─── Information supplied
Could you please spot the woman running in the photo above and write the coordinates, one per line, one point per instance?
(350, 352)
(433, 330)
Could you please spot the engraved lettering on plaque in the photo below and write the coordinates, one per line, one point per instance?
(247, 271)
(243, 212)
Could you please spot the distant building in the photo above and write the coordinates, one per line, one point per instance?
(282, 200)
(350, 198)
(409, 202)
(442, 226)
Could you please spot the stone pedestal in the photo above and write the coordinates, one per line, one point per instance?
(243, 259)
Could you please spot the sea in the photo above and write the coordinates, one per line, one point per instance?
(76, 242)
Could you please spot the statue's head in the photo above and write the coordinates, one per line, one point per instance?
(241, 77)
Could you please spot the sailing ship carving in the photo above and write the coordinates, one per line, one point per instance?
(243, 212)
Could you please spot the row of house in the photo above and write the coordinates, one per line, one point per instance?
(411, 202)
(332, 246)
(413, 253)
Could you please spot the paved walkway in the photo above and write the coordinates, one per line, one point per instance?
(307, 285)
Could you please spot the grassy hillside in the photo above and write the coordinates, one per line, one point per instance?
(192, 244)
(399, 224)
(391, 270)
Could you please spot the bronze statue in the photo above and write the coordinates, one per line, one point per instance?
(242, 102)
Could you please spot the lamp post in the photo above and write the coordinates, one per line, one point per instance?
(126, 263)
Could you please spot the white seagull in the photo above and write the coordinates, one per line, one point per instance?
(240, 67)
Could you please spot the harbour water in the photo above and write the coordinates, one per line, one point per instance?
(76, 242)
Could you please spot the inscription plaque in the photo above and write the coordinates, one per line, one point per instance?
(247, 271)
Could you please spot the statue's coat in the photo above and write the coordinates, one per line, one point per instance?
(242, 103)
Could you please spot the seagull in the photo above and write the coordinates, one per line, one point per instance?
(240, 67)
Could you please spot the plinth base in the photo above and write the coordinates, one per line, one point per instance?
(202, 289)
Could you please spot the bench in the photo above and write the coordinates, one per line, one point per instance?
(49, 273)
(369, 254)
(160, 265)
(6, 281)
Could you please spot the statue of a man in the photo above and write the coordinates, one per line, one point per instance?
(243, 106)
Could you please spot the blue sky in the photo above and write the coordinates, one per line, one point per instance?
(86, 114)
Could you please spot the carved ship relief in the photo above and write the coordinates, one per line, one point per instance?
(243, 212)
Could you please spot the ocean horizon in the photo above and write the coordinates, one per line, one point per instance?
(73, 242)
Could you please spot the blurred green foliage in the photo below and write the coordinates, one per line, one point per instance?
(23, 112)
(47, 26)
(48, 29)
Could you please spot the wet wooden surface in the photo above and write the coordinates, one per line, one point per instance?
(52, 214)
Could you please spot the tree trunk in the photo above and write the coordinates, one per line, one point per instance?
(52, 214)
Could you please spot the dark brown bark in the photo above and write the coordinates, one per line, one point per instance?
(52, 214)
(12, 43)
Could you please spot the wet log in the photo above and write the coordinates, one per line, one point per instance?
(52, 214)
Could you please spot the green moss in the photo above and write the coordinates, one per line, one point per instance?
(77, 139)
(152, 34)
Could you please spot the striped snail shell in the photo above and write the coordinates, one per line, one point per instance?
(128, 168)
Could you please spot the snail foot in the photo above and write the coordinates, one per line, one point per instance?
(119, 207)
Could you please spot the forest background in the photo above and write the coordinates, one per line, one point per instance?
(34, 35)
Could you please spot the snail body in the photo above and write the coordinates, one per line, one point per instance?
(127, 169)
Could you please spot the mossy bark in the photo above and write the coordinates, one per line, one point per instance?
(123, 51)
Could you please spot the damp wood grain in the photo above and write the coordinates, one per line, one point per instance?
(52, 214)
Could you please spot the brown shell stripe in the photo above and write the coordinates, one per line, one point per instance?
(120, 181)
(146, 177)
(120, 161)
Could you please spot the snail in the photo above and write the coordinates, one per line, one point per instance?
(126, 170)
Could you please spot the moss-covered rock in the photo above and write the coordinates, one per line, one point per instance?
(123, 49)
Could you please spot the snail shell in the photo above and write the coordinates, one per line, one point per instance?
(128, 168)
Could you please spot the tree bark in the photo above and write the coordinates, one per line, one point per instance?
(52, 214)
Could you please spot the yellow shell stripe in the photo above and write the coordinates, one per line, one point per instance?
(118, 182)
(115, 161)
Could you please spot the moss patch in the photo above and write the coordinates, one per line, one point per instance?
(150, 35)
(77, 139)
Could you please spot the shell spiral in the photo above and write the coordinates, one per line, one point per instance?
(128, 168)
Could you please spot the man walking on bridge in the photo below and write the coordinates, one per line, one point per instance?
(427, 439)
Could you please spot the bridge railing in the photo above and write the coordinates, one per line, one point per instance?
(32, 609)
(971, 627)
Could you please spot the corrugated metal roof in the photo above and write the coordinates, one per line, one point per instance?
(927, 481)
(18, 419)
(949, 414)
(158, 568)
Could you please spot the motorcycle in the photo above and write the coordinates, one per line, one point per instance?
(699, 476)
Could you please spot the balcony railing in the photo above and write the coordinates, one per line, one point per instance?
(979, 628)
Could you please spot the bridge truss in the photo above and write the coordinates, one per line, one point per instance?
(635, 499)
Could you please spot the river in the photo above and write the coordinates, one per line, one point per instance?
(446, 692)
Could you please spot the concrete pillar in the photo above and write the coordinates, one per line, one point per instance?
──────
--- What is expected ---
Exact output of every entry is required.

--- Written reply ---
Could you please spot the woman running in the photo above and write the coordinates, one per line, one point per instance?
(350, 352)
(433, 330)
Could you please spot the engraved lettering on plaque in the photo below and write the coordinates, one per line, one point per instance?
(247, 271)
(243, 212)
Could you please spot the distant building in the photo above and write the coordinates, one per line, one point per instance?
(282, 200)
(350, 198)
(409, 202)
(442, 226)
Could you please spot the stone pedestal in the photo above and write the coordinates, one per line, one point per instance?
(243, 259)
Could you please spot the sea in the photo above and write the coordinates, one per line, one point per instance?
(76, 242)
Could you please spot the statue's head in the photo above and write the coordinates, one per line, one point per instance?
(241, 77)
Could you please spot the sailing ship carving in the photo above and write the coordinates, one per line, one point per instance?
(243, 212)
Could you please spot the row of house in the photo above and write the coordinates, one per line, one point per instance?
(411, 202)
(332, 246)
(413, 253)
Could you please spot the paved walkway in the photo above and write the coordinates, one per line, one point per instance?
(307, 285)
Could you please spot the grassy hillside in the photo above and write the coordinates, one per line, one point per instance?
(192, 244)
(399, 224)
(391, 270)
Could you please spot the bronze statue in the photo above and write the coordinates, one per line, one point per instance?
(242, 102)
Could you please spot the lamp post in the photo above and write the coordinates, one per line, one point per instance?
(126, 263)
Could you please spot the white seagull in the photo above and write the coordinates, one per line, one point per instance?
(240, 67)
Could you please spot the harbour water in the photo above and write the coordinates, one per line, one point per instance?
(76, 242)
Could you please spot the inscription plaque in the photo above and write the coordinates, one per line, one point per instance?
(247, 271)
Could you please spot the statue's coat in the photo above and write the coordinates, one per line, one point per instance?
(242, 103)
Could you please spot the seagull in the photo above and write the coordinates, one per line, one point per instance?
(240, 67)
Could you please spot the plinth base in the photo above and write the coordinates, one per line, one point per instance?
(202, 289)
Could you please spot the bench in the photo above and write the coordinates, one per line, one point per instance?
(49, 273)
(369, 254)
(160, 265)
(6, 281)
Could you please spot the statue of a man in the photo above and write the coordinates, one per line, one point per instance?
(243, 106)
Could you please spot the blue sky in the photo above and write the coordinates, one per line, one point per instance?
(86, 114)
Could you please spot the carved ship relief in the photo above and write the coordinates, one per line, one point per instance?
(243, 212)
Could you please spot the ocean horizon in the photo above and write the coordinates, one per line, one point per instance?
(73, 242)
Could you please spot the blurred green foliage in the photo below and write the coordinates, one per line, one point per instance?
(23, 112)
(47, 26)
(48, 29)
Could you please spot the wet wooden surface in the photo above and write the coordinates, one per line, one point per instance?
(52, 214)
Could you please spot the tree trunk in the photo above and write the coordinates, one per line, one point per instance?
(52, 214)
Could you please spot the dark brown bark in the photo above and write the coordinates, one per line, one point per instance?
(52, 214)
(12, 43)
Could you please spot the wet log in the photo above and write the coordinates, one per line, one point per instance?
(52, 214)
Could you please spot the green moss in the photo above and write the coordinates, one per line, one point per instance?
(77, 139)
(152, 34)
Could you please spot the striped snail shell in the photo above and write the coordinates, one per line, one point per instance?
(128, 168)
Could you please spot the snail foot in the photo above and write the coordinates, one per line, one point per instance?
(119, 207)
Could you please spot the forest background in the photo above and write the coordinates, one per line, one point per instance?
(34, 35)
Could you please spot the snail body in the photo above and write the coordinates, one per line, one point per instance?
(127, 169)
Could you please spot the mossy bark in the photo above and write the coordinates, one per line, one point per instance?
(123, 51)
Could you please spot the damp wood grain in the photo above and write the coordinates, one per line, one point per instance?
(52, 214)
Could you please spot the brown shell stripe in the photo above and write the coordinates, one per line, one point per instance?
(120, 181)
(146, 177)
(120, 161)
Could you please spot the snail in the photo above and write the coordinates, one per line, one point per instance?
(126, 170)
Could you please spot the moss-covered rock in the photo above and write the coordinates, one per line, one point per instance?
(123, 49)
Could you please spot the snail shell in the photo above and write the coordinates, one per line, one point per instance?
(128, 168)
Could you please spot the tree bark in the photo above and write the coordinates, one per line, one point per instance?
(52, 214)
Could you please spot the yellow shell stripe in the photo above and write the coordinates, one per line, one point per instance?
(118, 182)
(115, 161)
Could you please spot the moss patch in the photo above and write the coordinates, one per line, one point per instance?
(150, 35)
(77, 139)
Could you please spot the shell spiral in the photo above and write the coordinates, one per line, one point per instance?
(128, 168)
Could you please spot the man walking on bridge in the photo below and write the coordinates, one per line, one point per instance?
(427, 439)
Could you please spot the bridge railing in the photo above and write the coordinates, one per line, one point per instance?
(32, 609)
(971, 627)
Could you please spot the corrugated metal roof in the photo above and write the coordinates, one per line, one point per instance?
(927, 481)
(18, 419)
(949, 414)
(158, 568)
Could you please spot the motorcycle in the photo above and write the coordinates, one per line, one point per instance?
(699, 476)
Could you please spot the balcony railing in the photo above and write the coordinates, one per line, one point per instance?
(979, 628)
Could you please spot the bridge truss in the photo above and write the coordinates, one per line, one point per instance?
(635, 499)
Could you please spot the river in the photo above and write the coordinates, one per line, one point per instance?
(446, 692)
Could you please spot the concrete pillar in the photo above and write the coordinates, one per line, one point per instance?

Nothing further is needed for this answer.